## What to do:
Write out the records word for word, with no pictures.

## Extracted records:
:::::
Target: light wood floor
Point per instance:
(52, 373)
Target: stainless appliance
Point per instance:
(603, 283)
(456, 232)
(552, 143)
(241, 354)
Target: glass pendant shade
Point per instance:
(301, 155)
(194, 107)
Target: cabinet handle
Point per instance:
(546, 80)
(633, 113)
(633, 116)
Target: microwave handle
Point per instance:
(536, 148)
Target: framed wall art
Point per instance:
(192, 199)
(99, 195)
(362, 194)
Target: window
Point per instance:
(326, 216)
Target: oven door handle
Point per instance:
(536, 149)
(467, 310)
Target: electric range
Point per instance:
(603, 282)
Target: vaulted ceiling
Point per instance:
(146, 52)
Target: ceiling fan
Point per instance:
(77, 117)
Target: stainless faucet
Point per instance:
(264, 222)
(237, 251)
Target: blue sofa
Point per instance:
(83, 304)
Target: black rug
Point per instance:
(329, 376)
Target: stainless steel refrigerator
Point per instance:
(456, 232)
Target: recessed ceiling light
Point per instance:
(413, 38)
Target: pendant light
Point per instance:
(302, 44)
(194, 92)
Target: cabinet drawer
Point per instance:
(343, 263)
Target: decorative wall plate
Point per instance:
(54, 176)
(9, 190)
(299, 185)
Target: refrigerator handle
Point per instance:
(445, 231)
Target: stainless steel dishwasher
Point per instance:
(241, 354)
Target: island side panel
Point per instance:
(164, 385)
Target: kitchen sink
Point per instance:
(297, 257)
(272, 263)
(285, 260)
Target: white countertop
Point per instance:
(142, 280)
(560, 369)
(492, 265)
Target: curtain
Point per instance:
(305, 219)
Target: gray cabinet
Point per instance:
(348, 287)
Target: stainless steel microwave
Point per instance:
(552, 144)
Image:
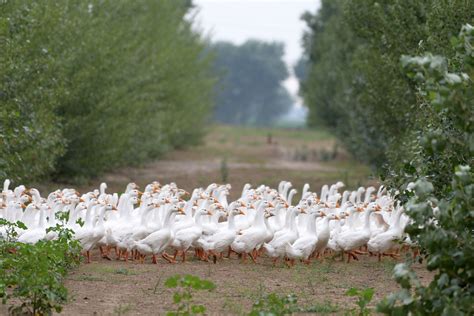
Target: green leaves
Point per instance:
(36, 272)
(85, 92)
(185, 284)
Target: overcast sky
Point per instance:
(270, 20)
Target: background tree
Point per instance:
(412, 119)
(251, 76)
(88, 86)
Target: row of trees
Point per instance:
(393, 80)
(89, 85)
(250, 91)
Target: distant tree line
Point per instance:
(354, 82)
(90, 85)
(394, 81)
(250, 90)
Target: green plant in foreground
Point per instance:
(183, 297)
(33, 274)
(364, 297)
(438, 188)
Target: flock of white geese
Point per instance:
(165, 221)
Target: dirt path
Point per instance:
(112, 287)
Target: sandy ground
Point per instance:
(119, 288)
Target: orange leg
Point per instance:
(167, 257)
(244, 257)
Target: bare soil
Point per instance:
(112, 287)
(118, 288)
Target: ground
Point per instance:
(237, 156)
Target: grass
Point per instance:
(123, 309)
(320, 287)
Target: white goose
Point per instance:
(352, 240)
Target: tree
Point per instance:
(250, 89)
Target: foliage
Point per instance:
(87, 86)
(439, 201)
(274, 304)
(447, 238)
(442, 215)
(250, 90)
(34, 273)
(402, 100)
(183, 297)
(364, 297)
(354, 83)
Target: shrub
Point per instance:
(34, 273)
(440, 196)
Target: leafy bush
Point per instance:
(34, 273)
(91, 85)
(439, 201)
(448, 241)
(183, 297)
(402, 99)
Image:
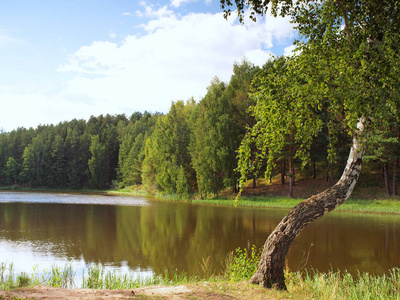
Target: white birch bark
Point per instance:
(270, 269)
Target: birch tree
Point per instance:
(347, 65)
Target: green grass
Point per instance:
(239, 266)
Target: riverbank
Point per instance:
(331, 285)
(366, 198)
(363, 201)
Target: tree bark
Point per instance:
(386, 177)
(395, 167)
(270, 269)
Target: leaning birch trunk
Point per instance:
(270, 269)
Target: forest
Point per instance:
(193, 149)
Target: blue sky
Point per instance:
(72, 59)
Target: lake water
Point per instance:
(145, 236)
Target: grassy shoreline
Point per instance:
(355, 205)
(375, 206)
(233, 282)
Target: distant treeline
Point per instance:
(191, 149)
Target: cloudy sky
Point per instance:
(61, 59)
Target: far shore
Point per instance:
(389, 205)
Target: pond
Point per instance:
(148, 237)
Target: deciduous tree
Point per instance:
(348, 58)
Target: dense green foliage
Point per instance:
(195, 148)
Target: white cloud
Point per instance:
(7, 40)
(177, 3)
(35, 109)
(175, 60)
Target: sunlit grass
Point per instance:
(239, 266)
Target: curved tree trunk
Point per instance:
(270, 269)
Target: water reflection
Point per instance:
(154, 236)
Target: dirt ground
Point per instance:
(215, 291)
(45, 292)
:::::
## Problem solution:
Target: light wood floor
Point per instance:
(52, 373)
Target: stainless appliance
Point per instance:
(603, 283)
(456, 232)
(552, 143)
(241, 354)
Target: glass pendant shade
Point per instance:
(301, 155)
(194, 107)
Target: cabinet handle
Point per instance:
(546, 80)
(633, 113)
(633, 116)
Target: microwave handle
Point per instance:
(536, 148)
Target: framed wall art
Point per instance:
(192, 199)
(99, 195)
(362, 194)
Target: window
Point per instance:
(326, 216)
Target: oven door handle
Point per instance:
(536, 149)
(467, 310)
Target: electric range
Point per instance:
(603, 282)
Target: vaulted ceiling
Point per instance:
(146, 52)
Target: ceiling fan
Point per instance:
(77, 117)
Target: stainless faucet
Point per instance:
(264, 222)
(237, 251)
Target: blue sofa
Point per instance:
(83, 304)
Target: black rug
Point per instance:
(329, 376)
Target: stainless steel refrigerator
Point per instance:
(456, 232)
Target: recessed ceiling light
Point per instance:
(413, 38)
Target: pendant light
Point per instance:
(302, 44)
(194, 92)
Target: cabinet drawer
Point per instance:
(343, 263)
Target: decorative wall plate
Point per instance:
(54, 176)
(9, 190)
(299, 185)
Target: refrigerator handle
Point per instance:
(445, 231)
Target: stainless steel dishwasher
Point per instance:
(241, 354)
Target: island side panel
Point per instance:
(164, 385)
Target: kitchen sink
Point per instance:
(297, 257)
(272, 263)
(285, 260)
Target: white countertop
Point per instance:
(142, 280)
(560, 369)
(492, 265)
Target: curtain
Point per instance:
(305, 219)
Target: gray cabinet
Point per instance:
(348, 287)
Target: stainless steel microwave
Point per instance:
(552, 144)
Image:
Target: green leaves
Point per instance:
(36, 272)
(85, 92)
(185, 284)
Target: overcast sky
Point per instance:
(270, 20)
Target: background tree
Point per instance:
(412, 119)
(251, 76)
(88, 86)
Target: row of trees
Point per instance:
(393, 80)
(89, 85)
(250, 91)
Target: distant tree line
Point per instance:
(354, 82)
(90, 85)
(394, 81)
(250, 90)
Target: green plant in foreground
Point per instance:
(183, 297)
(33, 274)
(364, 297)
(438, 188)
Target: flock of white geese
Point per instance:
(165, 221)
Target: dirt path
Point per instance:
(112, 287)
Target: sandy ground
Point per instance:
(119, 288)
Target: orange leg
Point per instance:
(167, 257)
(244, 257)
Target: bare soil
Point per instance:
(112, 287)
(118, 288)
Target: ground
Point per instance:
(237, 156)
Target: grass
Point per instance:
(123, 309)
(320, 287)
Target: white goose
Point per instance:
(352, 240)
Target: tree
Point per instance:
(250, 89)
Target: foliage
Point per instance:
(87, 86)
(439, 201)
(274, 304)
(447, 238)
(442, 215)
(250, 90)
(34, 273)
(402, 100)
(183, 297)
(364, 297)
(354, 83)
Target: shrub
Point per instance:
(34, 273)
(440, 196)
Target: leafy bush
Point per instance:
(34, 273)
(91, 85)
(439, 201)
(448, 241)
(183, 297)
(402, 99)
Image:
Target: white birch bark
Point per instance:
(270, 269)
Target: birch tree
Point per instance:
(347, 65)
Target: green grass
Point per instance:
(239, 266)
Target: riverbank
Point per instance:
(331, 285)
(366, 198)
(363, 201)
Target: tree bark
Point per instance:
(386, 177)
(395, 167)
(270, 269)
Target: leaning birch trunk
Point per instance:
(270, 269)
Target: forest
Point per instance:
(193, 149)
Target: blue sky
Point per instance:
(72, 59)
Target: lake water
Point per instance:
(145, 236)
Target: grassy shoreline
Point per instance:
(355, 205)
(375, 206)
(233, 282)
Target: distant treeline
Point per instance:
(191, 149)
Target: cloudy sky
Point per instance:
(61, 59)
Target: far shore
Point per instance:
(389, 205)
Target: pond
Point per instance:
(148, 237)
Target: deciduous tree
Point per instance:
(348, 58)
Target: dense green foliage
Point per instance:
(195, 148)
Target: white cloud
Point per instance:
(7, 40)
(177, 3)
(35, 109)
(175, 60)
Target: sunlit grass
Point per instance:
(239, 266)
Target: curved tree trunk
Point per instance:
(270, 269)
Target: water reflection
Point per instance:
(154, 236)
Target: dirt ground
Point per instance:
(215, 291)
(45, 292)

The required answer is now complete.